#### [Folgendes bearbeiten]
1 - Führen Sie alle Dinge auf, mit denen Menschen mit einer Sprachstörung laut dem Textauszug beispielsweise Schwierigkeiten haben.
2 - Worin liegt dem Textauszug zufolge die Ursache einer Sprachstörung?
3 - Geben Sie den Textauszug beginnend mit "Sprachstörungen und Sprechstörungen –" und weiter bis einschließlich "ist der Unterschied?" wieder, und ersetzen Sie dabei "Kommunikation" durch "Verständigung".

#### [Vorliegender Textauszug]
┌────────

Sprachstörungen und Sprechstörungen – _
Sprache ist der Grundpfeiler der Kommunikation, der man wiederum durch Sprechen einen hörbaren Ausdruck verleiht. Damit jemand sich auf diese Weise problemlos austauschen kann, ist sowohl ein ausgeprägtes Sprachverständnis als auch ein klares Sprechvermögen wichtig. Allerdings kann beides gestört sein. Das betrifft mal die kindliche Sprachentwicklung, mal treten Sprach- und Sprechstörungen erst deutlich später auf. Lesen Sie hier, welche Formen es gibt, was dahinterstecken kann und was man dagegen unternimmt.
Sprach- und Sprechstörung – Was ist der Unterschied?
Experten unterscheiden generell zwischen Sprachstörungen und Sprechstörungen:
Bei einer Sprachstörung ist die gedankliche Bildung von Worten und Sätzen, mitunter auch das Sprachverständnis, gestört. Ursache sind Störungen im Sprachzentrum des Gehirns. Betroffene haben beispielsweise Schwierigkeiten, die richtigen Worte zu finden, sinnvolle Sätze zu bilden oder andere Menschen zu verstehen.

└────────

(Gespeicherte Einträge)
┌────────

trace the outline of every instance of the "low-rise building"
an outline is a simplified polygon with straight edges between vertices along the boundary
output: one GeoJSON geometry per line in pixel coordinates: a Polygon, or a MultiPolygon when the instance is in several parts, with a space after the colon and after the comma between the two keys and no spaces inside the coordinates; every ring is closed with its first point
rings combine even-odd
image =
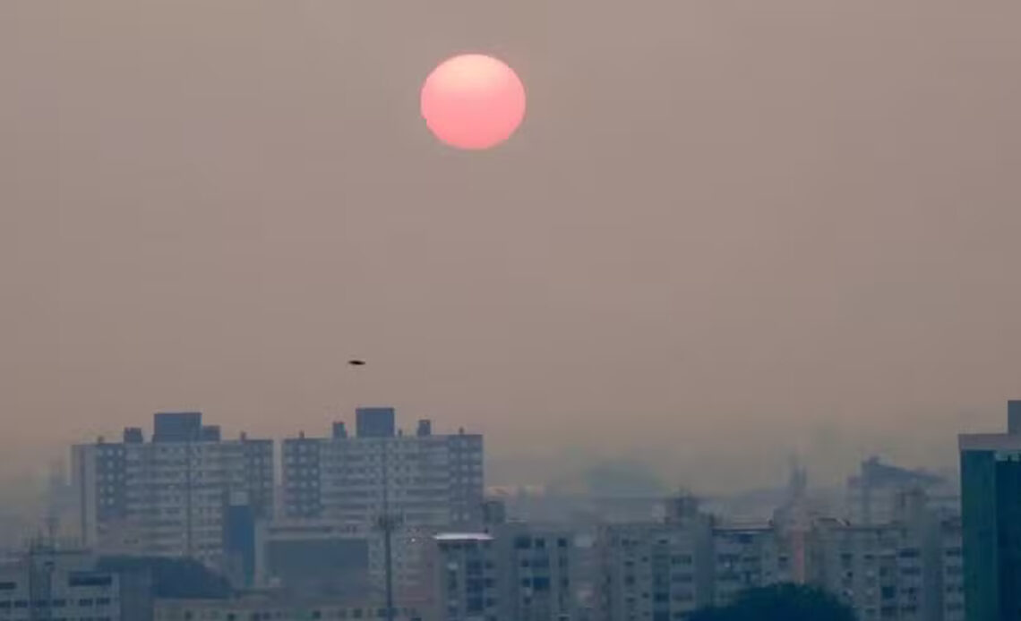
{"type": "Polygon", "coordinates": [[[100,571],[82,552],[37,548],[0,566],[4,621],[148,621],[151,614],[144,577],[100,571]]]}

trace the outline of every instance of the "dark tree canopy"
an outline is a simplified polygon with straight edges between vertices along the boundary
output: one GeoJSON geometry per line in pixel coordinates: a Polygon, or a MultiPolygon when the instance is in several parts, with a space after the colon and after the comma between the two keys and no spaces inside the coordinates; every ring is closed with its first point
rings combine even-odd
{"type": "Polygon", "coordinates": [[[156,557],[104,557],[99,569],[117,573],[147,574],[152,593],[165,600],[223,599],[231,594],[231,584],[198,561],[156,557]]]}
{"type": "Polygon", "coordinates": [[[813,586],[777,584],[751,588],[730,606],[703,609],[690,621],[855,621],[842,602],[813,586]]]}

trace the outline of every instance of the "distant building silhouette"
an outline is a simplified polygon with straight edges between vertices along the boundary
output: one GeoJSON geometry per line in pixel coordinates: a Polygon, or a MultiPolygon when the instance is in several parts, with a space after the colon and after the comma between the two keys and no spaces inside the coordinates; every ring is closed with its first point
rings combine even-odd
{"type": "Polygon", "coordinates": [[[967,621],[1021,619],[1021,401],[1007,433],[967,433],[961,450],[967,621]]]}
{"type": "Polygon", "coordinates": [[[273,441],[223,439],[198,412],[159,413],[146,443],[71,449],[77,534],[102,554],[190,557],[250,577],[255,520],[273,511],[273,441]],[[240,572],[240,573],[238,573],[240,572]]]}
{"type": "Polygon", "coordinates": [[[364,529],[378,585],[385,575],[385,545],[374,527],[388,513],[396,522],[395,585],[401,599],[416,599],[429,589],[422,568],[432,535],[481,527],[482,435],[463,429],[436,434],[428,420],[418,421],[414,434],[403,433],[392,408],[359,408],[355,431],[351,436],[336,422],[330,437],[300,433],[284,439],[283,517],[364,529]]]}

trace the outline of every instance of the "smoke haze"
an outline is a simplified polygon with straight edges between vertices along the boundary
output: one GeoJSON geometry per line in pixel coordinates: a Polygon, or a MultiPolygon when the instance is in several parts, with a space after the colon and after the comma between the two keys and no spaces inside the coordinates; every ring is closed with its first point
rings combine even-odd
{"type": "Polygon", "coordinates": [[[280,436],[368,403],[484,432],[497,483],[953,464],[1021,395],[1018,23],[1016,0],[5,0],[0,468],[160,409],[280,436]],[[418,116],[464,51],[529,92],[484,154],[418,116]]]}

└────────

#### [Lösungen der Aufgaben]
1 - Die richtigen Worte finden, sinnvolle Sätze bilden und andere Menschen verstehen.

2 - Die Ursache sind Störungen im Sprachzentrum des Gehirns.

3 -
Sprachstörungen und Sprechstörungen – _
Sprache ist der Grundpfeiler der Verständigung, der man wiederum durch Sprechen einen hörbaren Ausdruck verleiht. Damit jemand sich auf diese Weise problemlos austauschen kann, ist sowohl ein ausgeprägtes Sprachverständnis als auch ein klares Sprechvermögen wichtig. Allerdings kann beides gestört sein. Das betrifft mal die kindliche Sprachentwicklung, mal treten Sprach- und Sprechstörungen erst deutlich später auf. Lesen Sie hier, welche Formen es gibt, was dahinterstecken kann und was man dagegen unternimmt.
Sprach- und Sprechstörung – Was ist der Unterschied?